Written exercise: Pictures in the data below are not part of the copy; transcribe everything else exactly.

Listed entries:
——
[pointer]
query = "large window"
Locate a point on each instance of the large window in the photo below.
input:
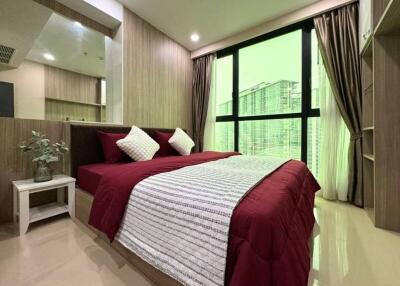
(267, 96)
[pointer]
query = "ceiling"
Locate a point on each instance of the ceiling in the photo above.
(213, 20)
(20, 23)
(74, 47)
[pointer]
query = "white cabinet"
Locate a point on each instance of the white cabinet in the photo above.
(365, 25)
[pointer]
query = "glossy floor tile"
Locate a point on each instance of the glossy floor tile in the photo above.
(349, 251)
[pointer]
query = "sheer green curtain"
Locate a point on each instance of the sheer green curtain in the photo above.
(210, 128)
(335, 140)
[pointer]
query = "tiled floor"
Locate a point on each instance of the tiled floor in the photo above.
(348, 251)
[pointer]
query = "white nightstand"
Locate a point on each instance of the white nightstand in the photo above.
(23, 188)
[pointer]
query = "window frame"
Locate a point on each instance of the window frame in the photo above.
(306, 102)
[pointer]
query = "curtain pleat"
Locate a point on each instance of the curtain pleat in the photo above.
(202, 70)
(337, 33)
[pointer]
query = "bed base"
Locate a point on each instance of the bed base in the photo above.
(83, 204)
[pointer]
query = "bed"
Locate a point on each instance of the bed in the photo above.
(269, 230)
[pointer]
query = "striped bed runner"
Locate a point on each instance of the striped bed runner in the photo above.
(179, 221)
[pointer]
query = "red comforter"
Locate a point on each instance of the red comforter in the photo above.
(269, 231)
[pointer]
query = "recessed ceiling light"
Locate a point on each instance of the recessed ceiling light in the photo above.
(48, 56)
(195, 37)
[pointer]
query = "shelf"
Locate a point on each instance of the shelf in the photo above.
(389, 23)
(369, 157)
(46, 211)
(74, 102)
(367, 49)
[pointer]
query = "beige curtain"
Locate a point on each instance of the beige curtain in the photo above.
(202, 69)
(337, 33)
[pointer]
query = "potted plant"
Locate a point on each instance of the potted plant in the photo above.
(43, 153)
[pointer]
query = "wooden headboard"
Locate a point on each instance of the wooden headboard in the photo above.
(86, 147)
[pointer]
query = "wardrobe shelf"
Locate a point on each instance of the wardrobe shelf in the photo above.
(74, 102)
(369, 157)
(389, 23)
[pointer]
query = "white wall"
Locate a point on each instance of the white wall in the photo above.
(110, 7)
(28, 80)
(280, 22)
(114, 78)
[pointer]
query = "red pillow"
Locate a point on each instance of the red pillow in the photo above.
(165, 148)
(111, 151)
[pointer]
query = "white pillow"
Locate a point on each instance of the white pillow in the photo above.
(181, 142)
(138, 145)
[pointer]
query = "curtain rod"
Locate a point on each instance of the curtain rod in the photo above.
(291, 18)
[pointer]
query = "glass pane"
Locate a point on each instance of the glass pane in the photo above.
(224, 136)
(277, 138)
(317, 68)
(223, 86)
(270, 76)
(313, 145)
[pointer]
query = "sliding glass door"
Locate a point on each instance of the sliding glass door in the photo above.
(267, 96)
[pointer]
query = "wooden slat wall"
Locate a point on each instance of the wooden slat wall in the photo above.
(157, 77)
(14, 165)
(67, 85)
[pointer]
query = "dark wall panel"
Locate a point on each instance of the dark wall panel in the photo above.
(6, 99)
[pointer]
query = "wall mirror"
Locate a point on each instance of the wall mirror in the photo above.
(54, 68)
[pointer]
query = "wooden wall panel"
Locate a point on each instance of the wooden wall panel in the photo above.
(387, 136)
(157, 77)
(14, 165)
(58, 110)
(67, 85)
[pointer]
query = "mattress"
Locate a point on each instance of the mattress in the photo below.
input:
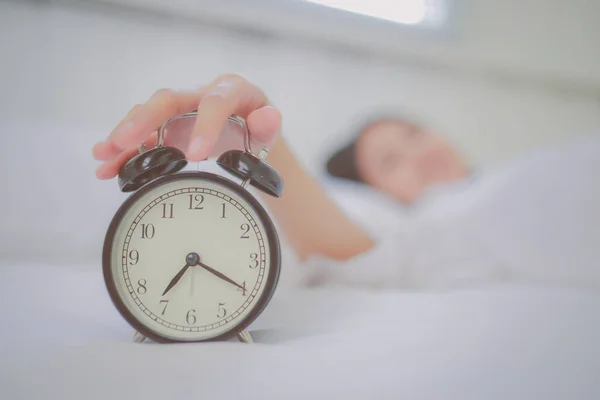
(61, 338)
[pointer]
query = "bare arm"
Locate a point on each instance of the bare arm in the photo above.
(311, 222)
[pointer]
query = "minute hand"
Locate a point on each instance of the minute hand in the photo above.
(220, 275)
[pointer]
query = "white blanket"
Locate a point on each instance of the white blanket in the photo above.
(61, 338)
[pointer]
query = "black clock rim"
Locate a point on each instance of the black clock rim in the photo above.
(274, 248)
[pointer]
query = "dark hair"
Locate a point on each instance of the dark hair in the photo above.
(342, 163)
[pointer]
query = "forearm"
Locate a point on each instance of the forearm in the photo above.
(311, 221)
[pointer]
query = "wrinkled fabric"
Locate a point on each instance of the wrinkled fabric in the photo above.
(536, 219)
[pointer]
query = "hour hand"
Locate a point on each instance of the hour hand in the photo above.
(176, 278)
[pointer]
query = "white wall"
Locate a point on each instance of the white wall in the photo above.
(68, 74)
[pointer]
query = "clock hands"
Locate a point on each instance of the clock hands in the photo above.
(220, 275)
(193, 260)
(176, 278)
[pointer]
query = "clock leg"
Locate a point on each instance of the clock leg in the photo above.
(244, 336)
(138, 337)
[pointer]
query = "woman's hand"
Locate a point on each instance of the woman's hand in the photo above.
(226, 95)
(312, 223)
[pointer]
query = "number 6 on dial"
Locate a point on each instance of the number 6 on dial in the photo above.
(192, 256)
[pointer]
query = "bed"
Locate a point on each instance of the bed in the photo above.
(62, 339)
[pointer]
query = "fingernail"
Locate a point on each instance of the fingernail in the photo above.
(195, 145)
(122, 130)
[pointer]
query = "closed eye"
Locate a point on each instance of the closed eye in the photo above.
(390, 161)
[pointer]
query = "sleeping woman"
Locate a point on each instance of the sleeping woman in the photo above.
(534, 219)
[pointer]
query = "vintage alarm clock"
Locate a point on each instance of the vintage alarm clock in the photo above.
(192, 256)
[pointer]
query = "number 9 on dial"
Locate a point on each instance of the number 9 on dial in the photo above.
(192, 256)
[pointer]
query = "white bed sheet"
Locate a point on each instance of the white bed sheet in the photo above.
(61, 338)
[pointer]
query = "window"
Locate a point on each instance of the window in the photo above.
(410, 12)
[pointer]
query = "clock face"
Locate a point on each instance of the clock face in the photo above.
(191, 257)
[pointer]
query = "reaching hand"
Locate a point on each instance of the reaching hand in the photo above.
(226, 95)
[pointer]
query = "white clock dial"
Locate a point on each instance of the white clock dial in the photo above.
(191, 259)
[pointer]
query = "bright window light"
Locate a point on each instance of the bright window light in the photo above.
(410, 12)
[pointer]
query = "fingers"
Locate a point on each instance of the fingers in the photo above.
(227, 95)
(111, 167)
(264, 124)
(230, 96)
(162, 105)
——
Response below:
[pointer]
query = "large window"
Locate a point on each instance of the large window in the photo below.
input:
(267, 96)
[pointer]
query = "ceiling"
Locate a point on each instance of the ceiling in the photo above.
(213, 20)
(20, 23)
(74, 47)
[pointer]
query = "white cabinet"
Locate a point on each instance of the white cabinet in the photo above.
(365, 25)
[pointer]
query = "glossy floor tile"
Locate a point on each instance of the glossy floor tile in the photo above.
(349, 251)
[pointer]
query = "sheer green curtain"
Locate a point on each instance of the sheer green curtain in the photo above.
(210, 128)
(335, 140)
[pointer]
query = "tiled floor"
Locate a point on each instance of the tiled floor in the photo above.
(348, 251)
[pointer]
query = "white nightstand"
Locate a point on each instance of the white nightstand in the photo above.
(23, 188)
[pointer]
query = "window frame"
Locate a point on each instance of the window frame in the photo above.
(306, 102)
[pointer]
query = "curtain pleat"
Locate a point on each instance of the curtain pleat in the photo above.
(202, 70)
(337, 33)
[pointer]
query = "bed base"
Locate a point on each instance of the bed base in the photo above.
(83, 204)
[pointer]
query = "bed"
Locate a point on each instance of the bed in the photo above.
(269, 230)
[pointer]
query = "striped bed runner"
Locate a point on each instance of the striped bed runner in the photo above.
(179, 221)
[pointer]
query = "red comforter"
Locate a point on each instance of the red comforter in the photo above.
(269, 231)
[pointer]
query = "recessed ceiling light"
Locate a point on each instance of the recessed ceiling light in the photo above.
(48, 56)
(195, 37)
[pointer]
query = "shelf"
Locate a point on each instance of the shelf in the photo above.
(389, 23)
(369, 157)
(46, 211)
(74, 102)
(367, 49)
[pointer]
query = "beige curtain"
Locate a point on each instance of the beige curtain in the photo above.
(202, 69)
(337, 33)
[pointer]
query = "potted plant"
Locate a point on each instance of the potted plant in the photo above.
(43, 153)
[pointer]
query = "wooden headboard"
Locate a point on each instance of the wooden headboard in the photo above.
(86, 147)
[pointer]
query = "wardrobe shelf"
Locate a point on each instance of the wardrobe shelf in the photo above.
(74, 102)
(369, 157)
(389, 23)
[pointer]
query = "white wall"
Locate a point on each instance of the white wall in the photo above.
(110, 7)
(28, 80)
(280, 22)
(114, 78)
[pointer]
query = "red pillow"
Locate a point on each instance of the red pillow in the photo above.
(165, 148)
(111, 151)
[pointer]
query = "white pillow"
Locate a point on each instance of the white pillow in the photo above.
(181, 142)
(138, 145)
[pointer]
query = "curtain rod"
Locate a point on each instance of the curtain rod in the photo above.
(291, 18)
[pointer]
query = "glass pane"
Locate a point on each instance of the glass pane in the photo above.
(224, 136)
(277, 138)
(317, 68)
(223, 86)
(270, 76)
(313, 145)
[pointer]
query = "sliding glass door"
Locate a point on each instance of the sliding glass door in the photo above.
(267, 96)
[pointer]
query = "wooden slat wall"
Locate a point on each instance of the wooden slat wall in the photo above.
(157, 77)
(14, 165)
(67, 85)
[pointer]
query = "dark wall panel"
Locate a point on each instance of the dark wall panel in the photo above.
(6, 99)
[pointer]
query = "wall mirror"
Locate a point on each instance of the wall mirror in the photo above.
(54, 68)
[pointer]
query = "wooden wall panel"
Locate a point on each instance of the wooden wall panel in the photo above.
(387, 136)
(157, 77)
(14, 165)
(58, 110)
(67, 85)
[pointer]
query = "mattress"
Locate a point on each instance of the mattress in the photo below.
input:
(61, 338)
[pointer]
query = "bare arm"
Locate a point on each instance of the bare arm in the photo above.
(311, 222)
[pointer]
query = "minute hand"
Locate a point on each instance of the minute hand in the photo above.
(220, 275)
[pointer]
query = "white blanket"
Locate a point on each instance of the white blanket in the photo above.
(61, 338)
[pointer]
query = "black clock rim"
Locate a point on each instance of the black clock rim in the photo above.
(274, 248)
[pointer]
query = "dark hair"
Locate a point on each instance of the dark hair in the photo above.
(342, 163)
[pointer]
query = "forearm"
Locate a point on each instance of the forearm in the photo above.
(311, 221)
[pointer]
query = "wrinkled fabric"
Locate a point on each instance of the wrinkled fabric in the photo above.
(536, 219)
[pointer]
query = "hour hand"
Locate a point on each instance of the hour hand in the photo above.
(176, 278)
[pointer]
query = "white wall"
Locate a point on each instance of the white wall in the photo above.
(68, 74)
[pointer]
query = "clock hands"
Locate a point on each instance of the clock hands in the photo above.
(220, 275)
(193, 260)
(176, 278)
[pointer]
query = "clock leg"
Locate a point on each instance of the clock leg in the photo above.
(244, 336)
(138, 337)
[pointer]
query = "woman's hand"
Locate a point on each instance of the woman's hand in the photo above.
(226, 95)
(312, 223)
[pointer]
query = "number 6 on dial"
Locate a point on each instance of the number 6 on dial in the photo above.
(192, 256)
[pointer]
query = "bed"
Locate a point on each instance of the bed in the photo above.
(62, 339)
[pointer]
query = "fingernail"
Locate a point on each instance of the fingernail in the photo above.
(195, 145)
(122, 130)
[pointer]
query = "closed eye"
Locate a point on each instance of the closed eye in the photo above.
(390, 161)
[pointer]
query = "sleeping woman"
Locate a point on each instance of the sleeping woman in the photo above.
(534, 219)
[pointer]
query = "vintage alarm clock"
Locate a point on each instance of the vintage alarm clock in the photo above.
(192, 256)
[pointer]
query = "number 9 on dial"
Locate a point on each instance of the number 9 on dial in the photo above.
(192, 256)
[pointer]
query = "white bed sheet"
Locate a point on each instance of the white bed sheet in the photo above.
(61, 338)
[pointer]
query = "window"
Locate a point on each instance of the window in the photo above.
(410, 12)
[pointer]
query = "clock face"
Locate a point on each instance of the clock face in the photo above.
(191, 257)
[pointer]
query = "reaching hand"
Locate a point on each instance of the reaching hand in the photo above.
(226, 95)
[pointer]
query = "white clock dial"
Locate a point on each instance of the white clock dial in the photo above.
(191, 259)
[pointer]
query = "bright window light"
Locate a point on each instance of the bright window light in the photo above.
(410, 12)
[pointer]
query = "fingers"
Locate a point on each instance of the fingers in the photo above.
(227, 95)
(111, 167)
(264, 124)
(230, 96)
(162, 105)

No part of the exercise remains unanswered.